Requirements →
Can you give every line of the rows below as a numbered list, leaving out blank lines and the pictures?

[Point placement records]

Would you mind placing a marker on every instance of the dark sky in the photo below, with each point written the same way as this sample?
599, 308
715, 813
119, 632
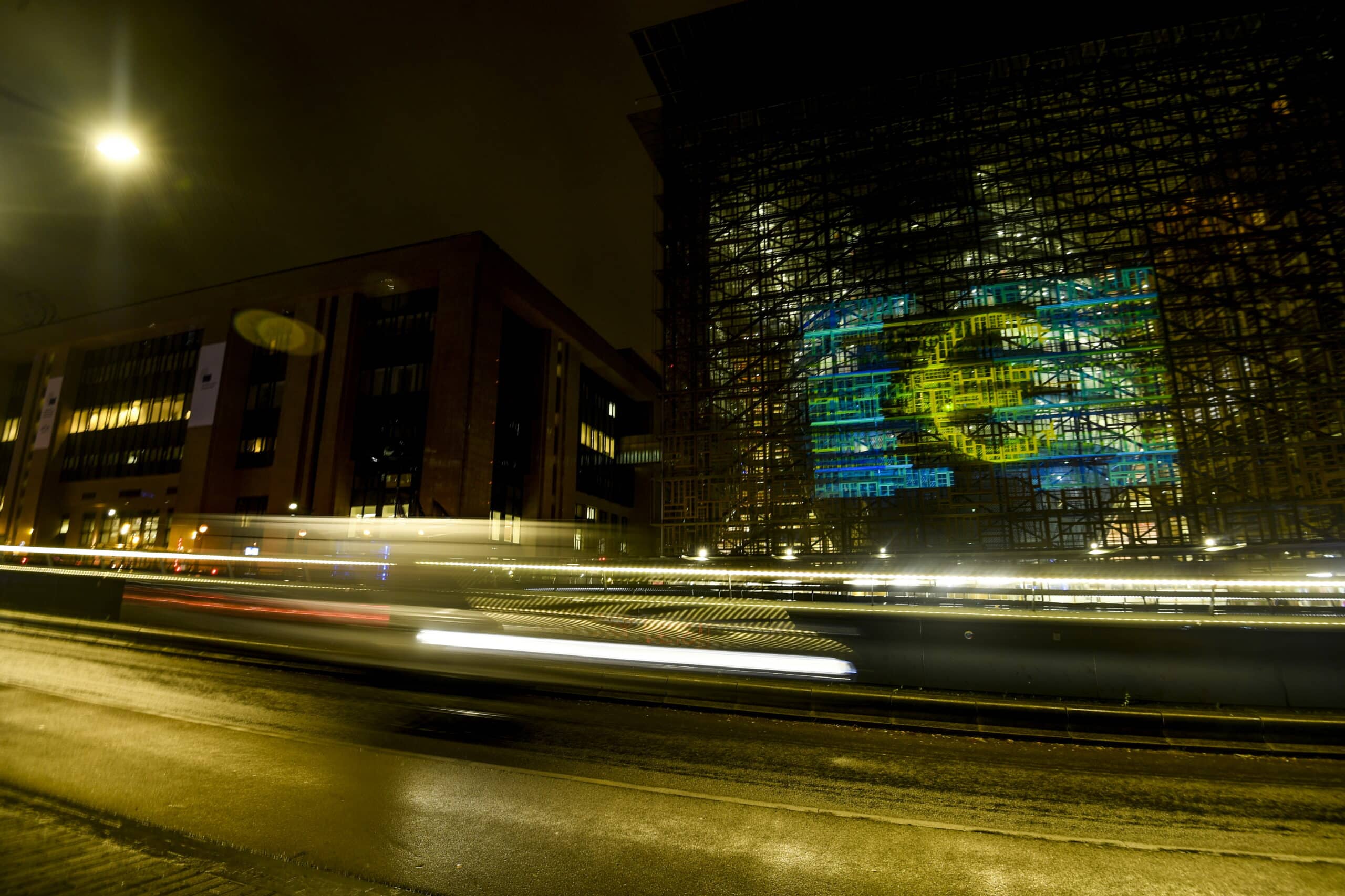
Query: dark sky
280, 133
284, 133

Finished task →
1. Would you mind placing a marker on every instance of the dark sky in the photo below, with each point written the same way as this sample?
2. 599, 308
3. 715, 813
4. 119, 632
5. Query: dark sky
6. 280, 133
7. 284, 133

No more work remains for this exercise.